§ DATASET EXCERPTS
···

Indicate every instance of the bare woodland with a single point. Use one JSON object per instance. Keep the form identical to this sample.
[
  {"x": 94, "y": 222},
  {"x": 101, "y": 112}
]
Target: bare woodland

···

Reproduce the material with "woodland" switched to "forest" everywhere it occurs, keeping everything else the same.

§ ANSWER TO THE TASK
Indicate every instance of the bare forest with a single point. Use one JSON object per instance. Keep the form identical to this sample.
[
  {"x": 94, "y": 222},
  {"x": 101, "y": 112}
]
Target: bare forest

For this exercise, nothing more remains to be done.